Instructions for the task: Gather every line in the records below that contains the string "yellow" and copy each one unchanged. Matching is case-sensitive.

-- START --

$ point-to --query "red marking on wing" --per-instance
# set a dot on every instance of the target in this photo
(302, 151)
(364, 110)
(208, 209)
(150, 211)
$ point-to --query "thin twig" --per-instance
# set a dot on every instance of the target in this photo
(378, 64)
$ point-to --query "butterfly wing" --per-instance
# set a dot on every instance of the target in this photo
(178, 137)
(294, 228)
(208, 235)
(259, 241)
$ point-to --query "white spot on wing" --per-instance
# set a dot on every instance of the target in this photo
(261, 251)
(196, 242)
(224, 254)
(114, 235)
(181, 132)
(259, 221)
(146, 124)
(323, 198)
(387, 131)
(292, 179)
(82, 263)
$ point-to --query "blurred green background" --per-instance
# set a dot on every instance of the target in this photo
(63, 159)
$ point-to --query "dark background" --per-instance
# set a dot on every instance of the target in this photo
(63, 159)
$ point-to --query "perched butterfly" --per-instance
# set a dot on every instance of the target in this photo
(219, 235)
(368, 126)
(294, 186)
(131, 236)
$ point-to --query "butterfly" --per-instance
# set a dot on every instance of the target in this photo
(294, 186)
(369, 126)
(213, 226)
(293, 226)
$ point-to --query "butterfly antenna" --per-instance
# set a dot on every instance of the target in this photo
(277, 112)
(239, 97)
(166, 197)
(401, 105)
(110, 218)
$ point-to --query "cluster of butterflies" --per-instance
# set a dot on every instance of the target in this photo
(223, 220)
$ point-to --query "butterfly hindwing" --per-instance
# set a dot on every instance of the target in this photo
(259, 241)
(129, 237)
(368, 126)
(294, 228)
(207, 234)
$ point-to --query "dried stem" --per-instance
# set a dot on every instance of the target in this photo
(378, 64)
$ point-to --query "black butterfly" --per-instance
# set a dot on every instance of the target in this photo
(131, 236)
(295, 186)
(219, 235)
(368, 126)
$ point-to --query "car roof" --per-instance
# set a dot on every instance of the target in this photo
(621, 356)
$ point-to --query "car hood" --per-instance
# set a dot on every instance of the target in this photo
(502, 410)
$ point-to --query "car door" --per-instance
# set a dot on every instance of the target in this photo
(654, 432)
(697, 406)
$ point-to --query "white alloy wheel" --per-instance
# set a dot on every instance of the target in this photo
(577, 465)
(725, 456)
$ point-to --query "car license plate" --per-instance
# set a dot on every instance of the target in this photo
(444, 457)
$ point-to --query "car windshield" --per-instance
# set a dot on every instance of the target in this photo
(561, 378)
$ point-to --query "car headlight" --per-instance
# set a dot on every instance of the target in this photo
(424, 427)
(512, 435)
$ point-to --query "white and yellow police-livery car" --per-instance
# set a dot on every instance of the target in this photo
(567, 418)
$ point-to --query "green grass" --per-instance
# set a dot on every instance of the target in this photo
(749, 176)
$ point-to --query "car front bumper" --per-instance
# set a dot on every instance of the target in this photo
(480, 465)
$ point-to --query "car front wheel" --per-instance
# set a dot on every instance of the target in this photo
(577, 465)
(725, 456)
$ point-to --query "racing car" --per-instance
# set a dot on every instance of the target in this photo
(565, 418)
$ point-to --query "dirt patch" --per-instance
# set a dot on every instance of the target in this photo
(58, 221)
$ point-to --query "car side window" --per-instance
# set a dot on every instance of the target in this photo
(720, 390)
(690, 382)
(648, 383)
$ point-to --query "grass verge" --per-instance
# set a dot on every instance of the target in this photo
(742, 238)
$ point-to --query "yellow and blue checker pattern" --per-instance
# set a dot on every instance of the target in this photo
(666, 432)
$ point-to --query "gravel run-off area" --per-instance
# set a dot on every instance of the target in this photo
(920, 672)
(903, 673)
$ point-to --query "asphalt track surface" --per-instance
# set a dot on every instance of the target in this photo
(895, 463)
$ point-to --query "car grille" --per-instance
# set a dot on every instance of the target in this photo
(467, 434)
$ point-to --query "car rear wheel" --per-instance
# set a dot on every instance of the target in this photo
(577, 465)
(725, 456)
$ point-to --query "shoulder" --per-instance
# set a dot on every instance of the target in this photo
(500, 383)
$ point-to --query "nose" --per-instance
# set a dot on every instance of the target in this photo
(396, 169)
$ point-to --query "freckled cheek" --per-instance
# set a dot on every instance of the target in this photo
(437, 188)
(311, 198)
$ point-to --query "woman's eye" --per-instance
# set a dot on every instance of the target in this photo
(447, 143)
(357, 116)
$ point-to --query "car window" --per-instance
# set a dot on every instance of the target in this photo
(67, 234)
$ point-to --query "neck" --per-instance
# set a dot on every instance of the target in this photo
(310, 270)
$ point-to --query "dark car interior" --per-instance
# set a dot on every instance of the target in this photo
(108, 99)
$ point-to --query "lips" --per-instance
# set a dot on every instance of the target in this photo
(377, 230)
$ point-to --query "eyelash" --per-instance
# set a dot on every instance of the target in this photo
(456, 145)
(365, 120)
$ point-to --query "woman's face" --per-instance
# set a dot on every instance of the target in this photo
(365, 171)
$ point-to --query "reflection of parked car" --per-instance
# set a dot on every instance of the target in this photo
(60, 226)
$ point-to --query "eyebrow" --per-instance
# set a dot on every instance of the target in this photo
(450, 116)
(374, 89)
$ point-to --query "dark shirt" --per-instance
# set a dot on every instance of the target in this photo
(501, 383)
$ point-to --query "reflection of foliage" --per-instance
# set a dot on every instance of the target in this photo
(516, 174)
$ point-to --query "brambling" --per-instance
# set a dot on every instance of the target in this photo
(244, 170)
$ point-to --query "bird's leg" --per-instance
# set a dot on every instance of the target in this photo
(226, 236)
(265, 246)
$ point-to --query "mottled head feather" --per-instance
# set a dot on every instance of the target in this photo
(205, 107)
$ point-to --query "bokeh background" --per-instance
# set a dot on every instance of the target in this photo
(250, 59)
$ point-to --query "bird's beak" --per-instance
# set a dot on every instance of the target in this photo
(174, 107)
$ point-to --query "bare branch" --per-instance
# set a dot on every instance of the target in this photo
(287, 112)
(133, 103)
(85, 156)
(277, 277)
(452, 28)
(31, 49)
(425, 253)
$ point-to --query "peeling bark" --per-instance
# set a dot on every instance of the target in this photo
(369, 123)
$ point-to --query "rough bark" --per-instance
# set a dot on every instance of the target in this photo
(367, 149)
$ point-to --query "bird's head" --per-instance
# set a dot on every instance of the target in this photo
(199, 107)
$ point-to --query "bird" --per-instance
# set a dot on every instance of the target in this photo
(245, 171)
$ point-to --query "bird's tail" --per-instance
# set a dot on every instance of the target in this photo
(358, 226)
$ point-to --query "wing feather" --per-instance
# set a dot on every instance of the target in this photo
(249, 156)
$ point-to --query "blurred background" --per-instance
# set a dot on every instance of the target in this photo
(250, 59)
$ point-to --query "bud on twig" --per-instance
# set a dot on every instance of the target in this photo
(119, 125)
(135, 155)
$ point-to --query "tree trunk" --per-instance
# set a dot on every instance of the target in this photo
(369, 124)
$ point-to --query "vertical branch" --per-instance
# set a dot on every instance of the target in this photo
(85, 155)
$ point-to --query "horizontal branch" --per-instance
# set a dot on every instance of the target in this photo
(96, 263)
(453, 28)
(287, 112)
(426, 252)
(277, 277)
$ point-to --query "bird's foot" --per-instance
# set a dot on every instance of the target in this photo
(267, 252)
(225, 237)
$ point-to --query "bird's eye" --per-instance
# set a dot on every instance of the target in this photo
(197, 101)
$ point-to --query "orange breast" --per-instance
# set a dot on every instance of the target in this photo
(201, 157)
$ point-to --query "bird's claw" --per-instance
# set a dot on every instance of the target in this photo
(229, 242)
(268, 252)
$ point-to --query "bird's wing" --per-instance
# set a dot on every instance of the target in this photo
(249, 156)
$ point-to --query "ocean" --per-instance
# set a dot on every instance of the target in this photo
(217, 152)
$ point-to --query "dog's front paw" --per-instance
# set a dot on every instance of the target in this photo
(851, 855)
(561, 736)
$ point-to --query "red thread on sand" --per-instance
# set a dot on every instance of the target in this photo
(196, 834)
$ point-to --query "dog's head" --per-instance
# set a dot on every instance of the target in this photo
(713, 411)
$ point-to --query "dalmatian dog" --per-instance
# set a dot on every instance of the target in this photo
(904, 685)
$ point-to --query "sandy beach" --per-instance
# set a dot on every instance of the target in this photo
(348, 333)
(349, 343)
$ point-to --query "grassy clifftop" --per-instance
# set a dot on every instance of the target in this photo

-- END --

Response below:
$ point-to --query "white and yellow police-livery car" --per-instance
$ point-to --query "yellow and blue checker pattern" --per-instance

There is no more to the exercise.